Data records
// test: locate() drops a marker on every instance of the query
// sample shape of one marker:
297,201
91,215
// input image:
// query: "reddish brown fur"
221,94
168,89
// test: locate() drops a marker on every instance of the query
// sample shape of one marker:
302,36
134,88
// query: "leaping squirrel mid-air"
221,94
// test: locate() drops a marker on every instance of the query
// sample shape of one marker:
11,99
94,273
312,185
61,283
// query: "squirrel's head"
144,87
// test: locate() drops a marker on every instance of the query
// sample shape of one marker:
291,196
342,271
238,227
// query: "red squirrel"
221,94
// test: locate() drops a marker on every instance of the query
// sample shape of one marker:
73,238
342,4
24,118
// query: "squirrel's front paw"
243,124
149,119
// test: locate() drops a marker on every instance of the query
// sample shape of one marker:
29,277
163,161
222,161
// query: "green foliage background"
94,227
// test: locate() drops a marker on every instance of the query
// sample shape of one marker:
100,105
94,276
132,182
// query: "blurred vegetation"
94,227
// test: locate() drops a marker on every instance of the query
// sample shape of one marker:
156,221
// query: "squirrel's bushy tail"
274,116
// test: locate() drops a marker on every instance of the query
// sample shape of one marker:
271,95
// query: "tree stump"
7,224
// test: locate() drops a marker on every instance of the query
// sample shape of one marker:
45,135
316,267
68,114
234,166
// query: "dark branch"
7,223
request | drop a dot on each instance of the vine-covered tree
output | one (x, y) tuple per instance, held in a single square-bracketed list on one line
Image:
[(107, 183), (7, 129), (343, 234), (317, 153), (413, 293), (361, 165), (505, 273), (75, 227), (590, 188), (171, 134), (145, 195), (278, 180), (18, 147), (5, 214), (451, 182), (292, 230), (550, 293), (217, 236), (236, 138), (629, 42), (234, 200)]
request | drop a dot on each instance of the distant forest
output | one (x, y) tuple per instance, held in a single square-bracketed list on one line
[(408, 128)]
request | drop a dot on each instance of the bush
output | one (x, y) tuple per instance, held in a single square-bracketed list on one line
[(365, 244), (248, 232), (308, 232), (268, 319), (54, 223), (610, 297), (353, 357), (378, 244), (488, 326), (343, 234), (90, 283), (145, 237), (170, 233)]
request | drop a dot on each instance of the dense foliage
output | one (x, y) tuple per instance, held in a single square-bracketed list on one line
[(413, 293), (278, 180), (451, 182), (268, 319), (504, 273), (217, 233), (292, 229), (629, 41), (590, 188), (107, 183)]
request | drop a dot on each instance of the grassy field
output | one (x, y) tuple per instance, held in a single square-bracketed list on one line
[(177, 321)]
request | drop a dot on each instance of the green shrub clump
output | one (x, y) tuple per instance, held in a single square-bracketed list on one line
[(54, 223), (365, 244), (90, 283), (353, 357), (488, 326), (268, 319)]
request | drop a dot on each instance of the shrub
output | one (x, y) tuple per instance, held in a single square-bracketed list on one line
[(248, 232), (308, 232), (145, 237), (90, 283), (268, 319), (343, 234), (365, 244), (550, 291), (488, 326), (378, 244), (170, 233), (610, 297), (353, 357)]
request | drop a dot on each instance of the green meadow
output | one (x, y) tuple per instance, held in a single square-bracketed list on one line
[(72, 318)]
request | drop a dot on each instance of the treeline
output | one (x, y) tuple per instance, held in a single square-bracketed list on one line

EXERCISE AIM » Lines containing "shrub" in the records above: how many are there? Give only the number.

RESPONSE BELOW » 2